(EXERCISE REQUIREMENTS): Repeat, line for line, only the span that opens at the "of the autumn" line and closes at the final line below. Skip the pictures.
■ ■ ■ ■
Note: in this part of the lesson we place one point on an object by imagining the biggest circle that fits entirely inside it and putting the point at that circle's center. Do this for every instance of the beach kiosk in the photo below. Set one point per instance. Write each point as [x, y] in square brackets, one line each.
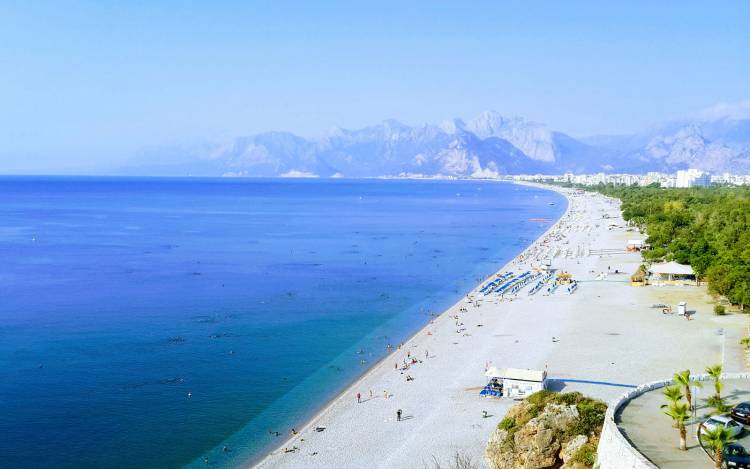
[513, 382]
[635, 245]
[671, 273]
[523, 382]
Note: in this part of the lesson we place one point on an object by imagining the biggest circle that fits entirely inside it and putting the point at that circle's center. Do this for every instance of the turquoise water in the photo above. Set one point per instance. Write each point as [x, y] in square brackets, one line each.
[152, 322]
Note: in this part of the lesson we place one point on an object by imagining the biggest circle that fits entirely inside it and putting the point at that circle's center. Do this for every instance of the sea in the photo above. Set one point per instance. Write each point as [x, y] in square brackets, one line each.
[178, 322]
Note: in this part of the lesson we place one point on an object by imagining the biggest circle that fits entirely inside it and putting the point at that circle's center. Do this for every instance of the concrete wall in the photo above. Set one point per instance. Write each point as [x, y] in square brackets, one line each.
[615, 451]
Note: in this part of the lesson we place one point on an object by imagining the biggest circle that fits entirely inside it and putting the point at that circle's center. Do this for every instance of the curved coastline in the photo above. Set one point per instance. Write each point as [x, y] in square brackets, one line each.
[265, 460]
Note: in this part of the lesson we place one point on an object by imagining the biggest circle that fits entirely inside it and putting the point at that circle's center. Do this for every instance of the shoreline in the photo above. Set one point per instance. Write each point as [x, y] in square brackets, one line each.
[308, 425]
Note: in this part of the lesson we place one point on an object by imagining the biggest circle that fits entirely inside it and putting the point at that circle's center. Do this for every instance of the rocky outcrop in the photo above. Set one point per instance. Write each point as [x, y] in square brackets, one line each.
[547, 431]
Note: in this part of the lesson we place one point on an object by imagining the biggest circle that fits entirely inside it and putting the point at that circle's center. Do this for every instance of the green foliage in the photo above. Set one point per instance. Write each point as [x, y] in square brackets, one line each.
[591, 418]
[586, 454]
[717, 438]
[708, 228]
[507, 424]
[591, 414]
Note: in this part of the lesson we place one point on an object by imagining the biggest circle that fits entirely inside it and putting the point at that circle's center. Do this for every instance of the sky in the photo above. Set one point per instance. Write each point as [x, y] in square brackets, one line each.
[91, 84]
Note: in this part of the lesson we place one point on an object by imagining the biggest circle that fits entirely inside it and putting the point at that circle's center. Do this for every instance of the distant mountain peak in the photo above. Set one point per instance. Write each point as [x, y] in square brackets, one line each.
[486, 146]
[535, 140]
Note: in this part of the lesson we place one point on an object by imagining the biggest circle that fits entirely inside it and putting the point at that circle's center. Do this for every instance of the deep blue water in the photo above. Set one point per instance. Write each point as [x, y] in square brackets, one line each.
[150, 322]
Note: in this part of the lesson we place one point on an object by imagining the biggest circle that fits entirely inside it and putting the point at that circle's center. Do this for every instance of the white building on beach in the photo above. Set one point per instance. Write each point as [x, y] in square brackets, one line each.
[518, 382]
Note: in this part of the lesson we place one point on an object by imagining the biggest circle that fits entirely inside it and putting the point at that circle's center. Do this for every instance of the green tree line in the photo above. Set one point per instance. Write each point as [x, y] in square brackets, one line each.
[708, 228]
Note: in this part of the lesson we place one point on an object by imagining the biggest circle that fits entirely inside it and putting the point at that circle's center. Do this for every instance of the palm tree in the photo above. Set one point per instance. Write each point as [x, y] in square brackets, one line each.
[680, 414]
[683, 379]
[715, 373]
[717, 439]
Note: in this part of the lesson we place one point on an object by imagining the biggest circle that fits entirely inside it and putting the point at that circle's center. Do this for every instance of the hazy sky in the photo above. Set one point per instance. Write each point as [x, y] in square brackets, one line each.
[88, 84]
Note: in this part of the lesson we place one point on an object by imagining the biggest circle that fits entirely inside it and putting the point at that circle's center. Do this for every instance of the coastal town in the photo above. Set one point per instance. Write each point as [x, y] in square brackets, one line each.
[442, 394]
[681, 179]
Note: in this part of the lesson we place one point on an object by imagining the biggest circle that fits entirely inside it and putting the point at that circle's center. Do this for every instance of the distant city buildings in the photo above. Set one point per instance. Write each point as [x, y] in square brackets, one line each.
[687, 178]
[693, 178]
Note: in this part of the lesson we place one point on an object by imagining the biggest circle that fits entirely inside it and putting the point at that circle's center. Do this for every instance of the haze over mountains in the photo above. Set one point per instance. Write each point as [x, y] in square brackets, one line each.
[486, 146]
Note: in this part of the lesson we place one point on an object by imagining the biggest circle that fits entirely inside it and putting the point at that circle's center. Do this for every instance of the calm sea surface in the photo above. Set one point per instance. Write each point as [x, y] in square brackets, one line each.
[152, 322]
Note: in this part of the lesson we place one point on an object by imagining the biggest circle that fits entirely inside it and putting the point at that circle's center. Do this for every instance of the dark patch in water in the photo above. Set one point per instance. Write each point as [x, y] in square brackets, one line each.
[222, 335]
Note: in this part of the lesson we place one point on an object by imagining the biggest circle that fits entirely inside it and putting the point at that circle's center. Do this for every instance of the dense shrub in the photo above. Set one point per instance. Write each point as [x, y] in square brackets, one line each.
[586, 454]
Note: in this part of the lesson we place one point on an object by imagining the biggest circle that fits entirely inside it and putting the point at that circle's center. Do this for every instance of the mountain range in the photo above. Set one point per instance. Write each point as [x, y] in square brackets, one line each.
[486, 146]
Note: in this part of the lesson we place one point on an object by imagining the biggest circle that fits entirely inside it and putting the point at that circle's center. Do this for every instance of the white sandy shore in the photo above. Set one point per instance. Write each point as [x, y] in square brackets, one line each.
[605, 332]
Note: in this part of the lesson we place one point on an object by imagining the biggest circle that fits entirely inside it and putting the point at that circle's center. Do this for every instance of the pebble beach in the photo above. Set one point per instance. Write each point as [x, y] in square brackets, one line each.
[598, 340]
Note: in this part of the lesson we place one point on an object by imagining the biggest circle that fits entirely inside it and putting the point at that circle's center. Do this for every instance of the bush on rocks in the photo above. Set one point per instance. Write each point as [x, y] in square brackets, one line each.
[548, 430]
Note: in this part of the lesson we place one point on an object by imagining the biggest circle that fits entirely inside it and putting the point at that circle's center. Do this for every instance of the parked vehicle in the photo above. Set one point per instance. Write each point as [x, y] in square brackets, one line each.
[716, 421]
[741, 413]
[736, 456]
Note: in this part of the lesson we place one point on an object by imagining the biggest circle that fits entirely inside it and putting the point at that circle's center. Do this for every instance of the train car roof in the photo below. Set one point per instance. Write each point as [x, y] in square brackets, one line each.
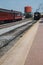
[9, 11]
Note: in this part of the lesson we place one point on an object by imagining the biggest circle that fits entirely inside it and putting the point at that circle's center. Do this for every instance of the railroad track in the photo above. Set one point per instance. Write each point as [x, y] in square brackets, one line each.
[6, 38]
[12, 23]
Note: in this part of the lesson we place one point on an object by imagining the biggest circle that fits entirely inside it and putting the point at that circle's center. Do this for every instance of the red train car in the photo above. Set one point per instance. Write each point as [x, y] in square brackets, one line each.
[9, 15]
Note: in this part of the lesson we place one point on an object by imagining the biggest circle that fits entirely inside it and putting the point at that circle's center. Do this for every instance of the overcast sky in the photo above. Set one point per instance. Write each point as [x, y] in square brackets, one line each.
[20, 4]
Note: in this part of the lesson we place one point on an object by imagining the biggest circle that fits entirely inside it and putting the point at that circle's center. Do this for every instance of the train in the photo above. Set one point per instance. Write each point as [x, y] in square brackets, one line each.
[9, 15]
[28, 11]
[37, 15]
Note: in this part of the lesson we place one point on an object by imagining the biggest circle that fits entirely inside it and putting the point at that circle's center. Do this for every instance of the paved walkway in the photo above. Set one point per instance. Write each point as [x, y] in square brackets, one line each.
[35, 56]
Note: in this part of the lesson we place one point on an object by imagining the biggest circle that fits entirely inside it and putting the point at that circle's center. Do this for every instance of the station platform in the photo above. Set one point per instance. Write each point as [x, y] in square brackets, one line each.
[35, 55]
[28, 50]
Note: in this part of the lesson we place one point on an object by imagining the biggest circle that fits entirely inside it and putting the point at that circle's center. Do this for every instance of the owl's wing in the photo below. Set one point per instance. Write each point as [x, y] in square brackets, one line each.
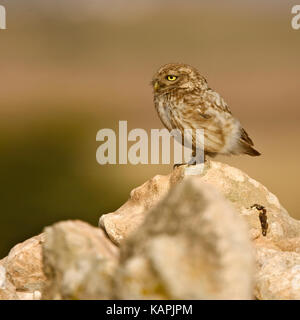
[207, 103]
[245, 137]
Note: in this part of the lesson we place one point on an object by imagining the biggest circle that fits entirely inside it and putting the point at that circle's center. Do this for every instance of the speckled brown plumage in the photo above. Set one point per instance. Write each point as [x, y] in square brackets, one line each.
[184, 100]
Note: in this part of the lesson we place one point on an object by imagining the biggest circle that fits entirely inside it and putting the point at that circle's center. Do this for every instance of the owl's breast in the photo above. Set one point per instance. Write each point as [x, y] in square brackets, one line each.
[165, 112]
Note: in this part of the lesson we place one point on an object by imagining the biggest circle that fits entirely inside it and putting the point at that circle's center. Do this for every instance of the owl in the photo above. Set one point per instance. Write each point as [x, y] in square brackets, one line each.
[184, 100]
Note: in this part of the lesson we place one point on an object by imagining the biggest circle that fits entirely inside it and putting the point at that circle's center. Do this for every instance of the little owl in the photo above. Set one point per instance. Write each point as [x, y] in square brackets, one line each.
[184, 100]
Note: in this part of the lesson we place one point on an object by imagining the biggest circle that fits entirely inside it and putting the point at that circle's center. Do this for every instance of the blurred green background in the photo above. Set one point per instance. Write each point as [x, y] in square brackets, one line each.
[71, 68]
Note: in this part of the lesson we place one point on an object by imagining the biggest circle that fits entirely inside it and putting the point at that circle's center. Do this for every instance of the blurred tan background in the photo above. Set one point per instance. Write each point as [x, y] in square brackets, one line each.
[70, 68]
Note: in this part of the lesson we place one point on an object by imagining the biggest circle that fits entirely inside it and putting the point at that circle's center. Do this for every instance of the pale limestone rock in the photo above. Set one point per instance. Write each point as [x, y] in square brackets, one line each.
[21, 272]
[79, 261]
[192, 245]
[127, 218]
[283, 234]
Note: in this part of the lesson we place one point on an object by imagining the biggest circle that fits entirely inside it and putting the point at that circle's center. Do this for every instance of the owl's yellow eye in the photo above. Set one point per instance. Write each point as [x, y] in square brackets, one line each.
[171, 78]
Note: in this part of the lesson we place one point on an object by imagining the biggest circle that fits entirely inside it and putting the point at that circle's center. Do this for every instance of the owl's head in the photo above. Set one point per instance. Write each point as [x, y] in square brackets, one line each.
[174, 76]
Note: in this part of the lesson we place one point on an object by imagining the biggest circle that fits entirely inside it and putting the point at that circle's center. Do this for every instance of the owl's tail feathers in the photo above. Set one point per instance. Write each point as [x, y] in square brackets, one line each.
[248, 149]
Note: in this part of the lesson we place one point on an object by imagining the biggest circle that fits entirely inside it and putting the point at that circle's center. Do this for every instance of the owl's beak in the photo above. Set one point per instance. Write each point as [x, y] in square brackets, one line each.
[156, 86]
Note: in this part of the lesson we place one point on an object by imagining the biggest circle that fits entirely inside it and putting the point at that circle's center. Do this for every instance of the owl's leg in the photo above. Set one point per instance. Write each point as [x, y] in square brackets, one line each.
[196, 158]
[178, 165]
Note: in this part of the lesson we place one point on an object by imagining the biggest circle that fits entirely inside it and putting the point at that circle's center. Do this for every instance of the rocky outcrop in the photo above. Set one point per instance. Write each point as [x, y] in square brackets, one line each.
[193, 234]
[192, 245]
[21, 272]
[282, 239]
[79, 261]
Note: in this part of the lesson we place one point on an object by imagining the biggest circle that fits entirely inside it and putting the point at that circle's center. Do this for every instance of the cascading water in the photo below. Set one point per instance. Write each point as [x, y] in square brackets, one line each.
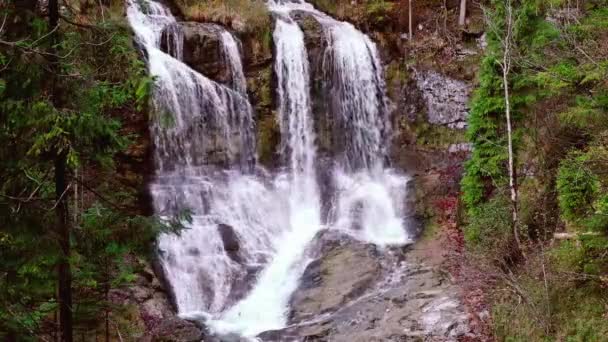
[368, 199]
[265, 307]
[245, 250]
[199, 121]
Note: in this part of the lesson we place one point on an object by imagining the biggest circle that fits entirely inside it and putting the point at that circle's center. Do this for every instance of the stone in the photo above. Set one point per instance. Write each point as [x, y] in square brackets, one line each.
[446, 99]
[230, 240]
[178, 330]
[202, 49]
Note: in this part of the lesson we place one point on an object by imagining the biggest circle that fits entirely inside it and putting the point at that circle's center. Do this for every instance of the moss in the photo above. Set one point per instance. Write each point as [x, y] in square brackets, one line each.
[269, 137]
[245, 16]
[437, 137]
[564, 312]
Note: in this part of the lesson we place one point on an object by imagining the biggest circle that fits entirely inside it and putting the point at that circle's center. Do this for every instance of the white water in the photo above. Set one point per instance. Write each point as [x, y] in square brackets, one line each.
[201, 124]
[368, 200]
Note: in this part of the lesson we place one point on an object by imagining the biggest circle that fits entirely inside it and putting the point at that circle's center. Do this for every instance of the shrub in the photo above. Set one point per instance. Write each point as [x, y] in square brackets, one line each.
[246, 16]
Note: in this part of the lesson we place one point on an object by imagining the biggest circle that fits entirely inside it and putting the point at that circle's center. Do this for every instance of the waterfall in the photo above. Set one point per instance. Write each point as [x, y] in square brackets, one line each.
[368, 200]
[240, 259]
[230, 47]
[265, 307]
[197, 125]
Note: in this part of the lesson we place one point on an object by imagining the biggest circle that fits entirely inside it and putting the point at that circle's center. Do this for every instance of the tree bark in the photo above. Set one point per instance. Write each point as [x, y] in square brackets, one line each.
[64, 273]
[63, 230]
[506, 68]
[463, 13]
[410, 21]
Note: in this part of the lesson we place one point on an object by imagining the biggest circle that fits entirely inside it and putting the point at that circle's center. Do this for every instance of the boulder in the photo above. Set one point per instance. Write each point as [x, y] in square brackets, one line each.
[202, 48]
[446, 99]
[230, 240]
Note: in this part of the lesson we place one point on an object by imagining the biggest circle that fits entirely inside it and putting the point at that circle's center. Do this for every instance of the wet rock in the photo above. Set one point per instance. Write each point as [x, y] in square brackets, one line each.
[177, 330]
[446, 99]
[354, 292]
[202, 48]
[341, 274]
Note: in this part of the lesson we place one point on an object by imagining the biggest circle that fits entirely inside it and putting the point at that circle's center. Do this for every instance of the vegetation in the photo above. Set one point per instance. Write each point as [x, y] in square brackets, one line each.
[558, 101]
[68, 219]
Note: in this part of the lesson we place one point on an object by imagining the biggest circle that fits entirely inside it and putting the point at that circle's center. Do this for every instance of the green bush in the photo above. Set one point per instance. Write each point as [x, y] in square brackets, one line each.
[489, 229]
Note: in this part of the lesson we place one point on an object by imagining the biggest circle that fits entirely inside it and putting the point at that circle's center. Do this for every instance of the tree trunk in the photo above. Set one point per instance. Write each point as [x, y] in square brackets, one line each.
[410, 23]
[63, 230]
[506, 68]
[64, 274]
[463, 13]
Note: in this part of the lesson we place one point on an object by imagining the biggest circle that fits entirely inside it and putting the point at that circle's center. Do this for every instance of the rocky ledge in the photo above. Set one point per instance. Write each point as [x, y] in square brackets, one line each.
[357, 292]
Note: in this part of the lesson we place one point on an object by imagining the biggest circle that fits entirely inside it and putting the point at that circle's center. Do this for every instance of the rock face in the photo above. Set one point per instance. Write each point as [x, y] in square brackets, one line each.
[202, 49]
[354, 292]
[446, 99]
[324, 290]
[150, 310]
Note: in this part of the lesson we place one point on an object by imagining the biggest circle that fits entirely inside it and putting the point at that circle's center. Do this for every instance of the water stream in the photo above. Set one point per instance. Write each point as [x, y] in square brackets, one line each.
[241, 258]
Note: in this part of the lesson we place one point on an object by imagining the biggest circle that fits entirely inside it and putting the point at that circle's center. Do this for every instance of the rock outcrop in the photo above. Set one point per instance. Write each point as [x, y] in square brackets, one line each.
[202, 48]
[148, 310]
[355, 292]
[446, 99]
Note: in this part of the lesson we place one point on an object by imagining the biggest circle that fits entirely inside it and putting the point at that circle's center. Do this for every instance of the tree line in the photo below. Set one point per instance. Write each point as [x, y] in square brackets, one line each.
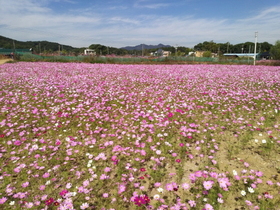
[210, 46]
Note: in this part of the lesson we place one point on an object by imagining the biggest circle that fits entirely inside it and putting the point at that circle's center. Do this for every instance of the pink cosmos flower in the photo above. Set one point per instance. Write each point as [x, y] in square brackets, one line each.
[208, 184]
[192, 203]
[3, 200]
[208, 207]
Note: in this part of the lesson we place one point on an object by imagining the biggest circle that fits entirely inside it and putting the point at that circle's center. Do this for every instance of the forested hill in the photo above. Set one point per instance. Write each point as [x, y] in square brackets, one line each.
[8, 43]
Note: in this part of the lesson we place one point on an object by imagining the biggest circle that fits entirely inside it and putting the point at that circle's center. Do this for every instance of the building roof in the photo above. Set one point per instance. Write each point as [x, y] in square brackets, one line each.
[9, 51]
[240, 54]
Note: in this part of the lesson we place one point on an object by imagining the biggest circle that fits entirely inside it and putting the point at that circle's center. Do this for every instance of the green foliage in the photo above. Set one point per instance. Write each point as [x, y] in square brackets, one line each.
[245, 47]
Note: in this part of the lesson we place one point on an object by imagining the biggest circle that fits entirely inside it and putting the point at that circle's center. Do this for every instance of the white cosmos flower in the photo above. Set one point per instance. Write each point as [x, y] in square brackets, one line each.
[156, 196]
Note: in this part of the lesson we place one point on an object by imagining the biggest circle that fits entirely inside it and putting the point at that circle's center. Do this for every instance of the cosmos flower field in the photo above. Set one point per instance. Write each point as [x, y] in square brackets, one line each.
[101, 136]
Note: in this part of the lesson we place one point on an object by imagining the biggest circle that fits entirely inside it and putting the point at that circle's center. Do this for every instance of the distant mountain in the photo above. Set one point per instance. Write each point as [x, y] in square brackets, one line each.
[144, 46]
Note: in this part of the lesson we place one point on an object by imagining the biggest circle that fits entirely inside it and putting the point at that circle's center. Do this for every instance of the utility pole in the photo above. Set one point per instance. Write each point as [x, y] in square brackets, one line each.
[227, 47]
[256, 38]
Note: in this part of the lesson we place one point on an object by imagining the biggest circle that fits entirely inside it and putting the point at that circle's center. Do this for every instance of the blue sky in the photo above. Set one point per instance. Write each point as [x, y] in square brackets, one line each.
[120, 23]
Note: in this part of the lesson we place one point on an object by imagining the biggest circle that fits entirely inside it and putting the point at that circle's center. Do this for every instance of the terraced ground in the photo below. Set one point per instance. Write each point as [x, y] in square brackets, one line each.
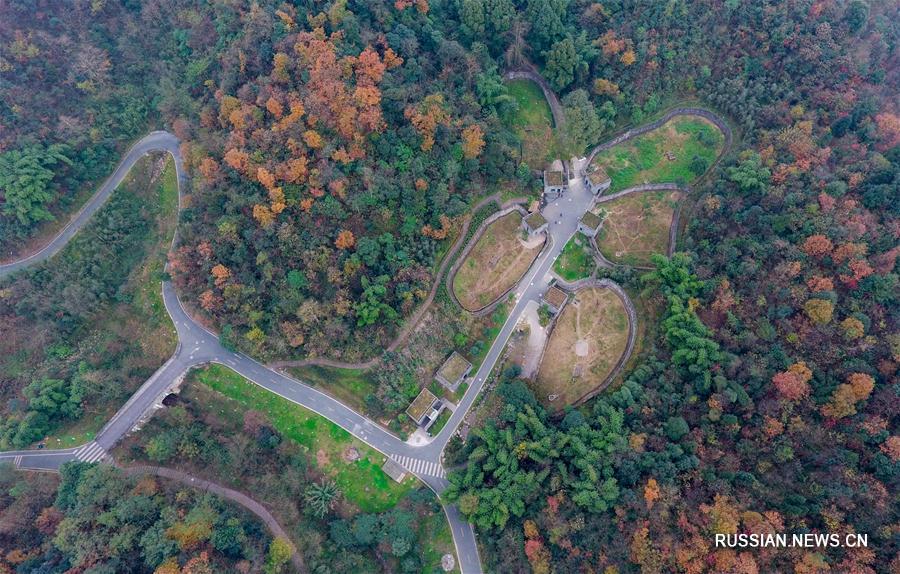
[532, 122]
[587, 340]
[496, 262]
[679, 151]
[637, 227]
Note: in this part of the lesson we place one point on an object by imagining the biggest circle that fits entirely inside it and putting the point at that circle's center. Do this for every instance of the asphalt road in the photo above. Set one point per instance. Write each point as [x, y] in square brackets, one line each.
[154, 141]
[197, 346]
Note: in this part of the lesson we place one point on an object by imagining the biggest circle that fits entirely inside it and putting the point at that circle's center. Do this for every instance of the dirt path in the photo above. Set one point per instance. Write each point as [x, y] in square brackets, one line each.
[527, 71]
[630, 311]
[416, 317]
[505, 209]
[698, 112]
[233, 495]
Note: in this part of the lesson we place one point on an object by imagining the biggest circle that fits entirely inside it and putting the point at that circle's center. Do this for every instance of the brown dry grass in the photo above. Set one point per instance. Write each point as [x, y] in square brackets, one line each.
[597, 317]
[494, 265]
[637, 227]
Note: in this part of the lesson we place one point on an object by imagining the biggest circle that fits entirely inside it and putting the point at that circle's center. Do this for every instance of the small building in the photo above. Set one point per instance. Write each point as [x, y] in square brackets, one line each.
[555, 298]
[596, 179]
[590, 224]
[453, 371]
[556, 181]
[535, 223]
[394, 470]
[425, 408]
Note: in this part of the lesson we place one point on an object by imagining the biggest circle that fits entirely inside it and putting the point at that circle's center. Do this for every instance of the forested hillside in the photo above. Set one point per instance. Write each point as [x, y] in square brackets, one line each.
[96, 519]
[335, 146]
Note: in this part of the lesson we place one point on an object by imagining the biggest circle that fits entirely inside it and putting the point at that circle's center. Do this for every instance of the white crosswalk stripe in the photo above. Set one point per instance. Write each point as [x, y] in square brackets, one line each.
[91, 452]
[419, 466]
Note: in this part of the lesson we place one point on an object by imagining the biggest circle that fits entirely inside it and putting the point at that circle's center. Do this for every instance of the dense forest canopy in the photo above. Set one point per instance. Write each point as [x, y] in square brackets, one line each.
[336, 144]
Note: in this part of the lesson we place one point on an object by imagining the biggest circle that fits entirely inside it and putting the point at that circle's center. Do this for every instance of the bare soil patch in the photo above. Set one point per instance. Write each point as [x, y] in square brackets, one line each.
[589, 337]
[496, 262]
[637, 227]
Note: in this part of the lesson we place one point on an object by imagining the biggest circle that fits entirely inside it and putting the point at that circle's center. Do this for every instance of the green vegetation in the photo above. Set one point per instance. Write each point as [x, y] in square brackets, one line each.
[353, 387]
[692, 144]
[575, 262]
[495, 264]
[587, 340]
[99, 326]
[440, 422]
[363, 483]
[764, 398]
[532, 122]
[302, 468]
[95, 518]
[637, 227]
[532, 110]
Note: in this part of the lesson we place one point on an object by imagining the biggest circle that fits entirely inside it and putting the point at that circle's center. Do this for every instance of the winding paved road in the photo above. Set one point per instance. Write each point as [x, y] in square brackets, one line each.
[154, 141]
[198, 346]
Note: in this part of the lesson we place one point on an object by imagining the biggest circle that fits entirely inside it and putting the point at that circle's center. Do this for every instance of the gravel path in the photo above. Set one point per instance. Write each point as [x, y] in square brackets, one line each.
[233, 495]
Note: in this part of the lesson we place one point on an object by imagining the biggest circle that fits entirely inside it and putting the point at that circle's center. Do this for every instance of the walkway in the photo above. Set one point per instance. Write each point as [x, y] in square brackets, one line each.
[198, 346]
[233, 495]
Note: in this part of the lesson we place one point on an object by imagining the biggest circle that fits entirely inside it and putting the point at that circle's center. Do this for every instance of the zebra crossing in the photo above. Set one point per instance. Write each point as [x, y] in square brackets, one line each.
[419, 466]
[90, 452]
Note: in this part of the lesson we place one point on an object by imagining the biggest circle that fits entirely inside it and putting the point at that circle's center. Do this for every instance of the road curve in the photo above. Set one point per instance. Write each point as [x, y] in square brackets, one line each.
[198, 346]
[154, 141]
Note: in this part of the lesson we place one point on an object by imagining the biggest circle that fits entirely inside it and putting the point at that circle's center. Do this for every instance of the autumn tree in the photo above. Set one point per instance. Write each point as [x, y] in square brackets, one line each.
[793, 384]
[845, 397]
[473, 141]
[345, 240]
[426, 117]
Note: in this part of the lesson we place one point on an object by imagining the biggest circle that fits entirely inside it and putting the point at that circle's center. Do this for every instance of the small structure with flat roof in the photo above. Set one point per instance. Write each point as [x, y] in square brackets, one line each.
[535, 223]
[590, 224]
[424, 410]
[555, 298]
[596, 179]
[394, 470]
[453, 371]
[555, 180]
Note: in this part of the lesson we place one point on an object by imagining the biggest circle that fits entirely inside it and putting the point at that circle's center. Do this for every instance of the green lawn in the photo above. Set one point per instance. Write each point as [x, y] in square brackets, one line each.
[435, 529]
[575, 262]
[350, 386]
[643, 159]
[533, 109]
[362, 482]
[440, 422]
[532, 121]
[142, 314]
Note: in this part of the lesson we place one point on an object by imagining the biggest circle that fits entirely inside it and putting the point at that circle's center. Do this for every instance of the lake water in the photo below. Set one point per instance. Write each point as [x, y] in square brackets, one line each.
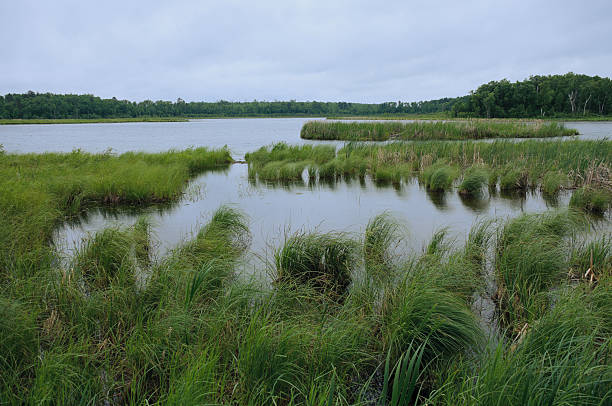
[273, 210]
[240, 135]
■ ■ ■ ■
(TASK SOLUTION):
Note: in this part of the lesson we place one point on an object by imagining the biggest circle that fits entirely inside it and putting the point at that circle's center. Do this for every instance of the autumn tree in the photo above. Set one point per instance. Write each point as [x, y] in square brackets, one line each.
[793, 384]
[845, 397]
[473, 141]
[345, 240]
[426, 117]
Note: in this part of the lesson we place one point on an object by imagining the biggest circle that fits entirely inside it and putting the point at that circle's center. Do this for every instance of the small structure with flat roof in the photo above. Set one point per instance. Write each point as [x, y] in square brackets, one line each.
[535, 223]
[590, 224]
[424, 410]
[555, 298]
[596, 179]
[394, 470]
[453, 371]
[555, 180]
Note: in this part of the lesson we place one point on an object by imagining the biggest circle that fits entirely inside it and putting the point at that circle's center. Do this for every instance of the green lawn in the photo above. Set one point per instance. Write each point as [x, y] in square brackets, one line each.
[435, 529]
[575, 262]
[350, 386]
[643, 159]
[533, 109]
[362, 482]
[440, 422]
[532, 121]
[142, 314]
Note: in this part of the lesson we place one point on an object by imagining the biggest circle that fits entirely inside it and putting the point at that circle's center. Do this for every instance of the lake water in the photo below. Set one point per instance. Write each point as [x, y] in square brackets, one line each.
[273, 210]
[240, 135]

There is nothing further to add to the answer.